[Tugas]
Tulis ulang seluruh kutipan teks di bawah ini tentang perburuan para perusuh di Inggris tanpa mengubah satu huruf atau tanda baca pun.

Kepala Kepolisian Metropolitan, saat itu Komisaris Tim Goodwin, memuji hasil kerja keras para bawahannyta tersebut.

“Berkat bukti-bukti ilmiah, rekaman video keamanan dan bukti forensic di lapangan, apparat kami berhasil mengajukan lebih dari seribu orang tersangka pelaku kerusuhan ke pengadilan tanpa keraguan sedikitpun, “ kata Goodwin.

Perdana Menteri Inggris ketika itu, David Cameron memang sudah menginstruksikan agar para perusuh diburu hingga berbagai lokasi persembunyiannya. Cameron juga mengizinkan apparat kepolisian dan media massa untuk bekerjasama menampilkan  wajah-wajah perusuh yang tertangkap oleh kamera pengawas. Cara ini biasanya manjur untuk memancing partisipasi masyarakat guna memberikan petunjuka kepada polisi tentang identitas maupun lokasi persembunyian buronan kejahatan.

[Data yang Diberikan]
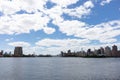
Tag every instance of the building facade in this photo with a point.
(18, 52)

[Jawaban Tugas]
Kepala Kepolisian Metropolitan, saat itu Komisaris Tim Goodwin, memuji hasil kerja keras para bawahannyta tersebut.

“Berkat bukti-bukti ilmiah, rekaman video keamanan dan bukti forensic di lapangan, apparat kami berhasil mengajukan lebih dari seribu orang tersangka pelaku kerusuhan ke pengadilan tanpa keraguan sedikitpun, “ kata Goodwin.

Perdana Menteri Inggris ketika itu, David Cameron memang sudah menginstruksikan agar para perusuh diburu hingga berbagai lokasi persembunyiannya. Cameron juga mengizinkan apparat kepolisian dan media massa untuk bekerjasama menampilkan  wajah-wajah perusuh yang tertangkap oleh kamera pengawas. Cara ini biasanya manjur untuk memancing partisipasi masyarakat guna memberikan petunjuka kepada polisi tentang identitas maupun lokasi persembunyian buronan kejahatan.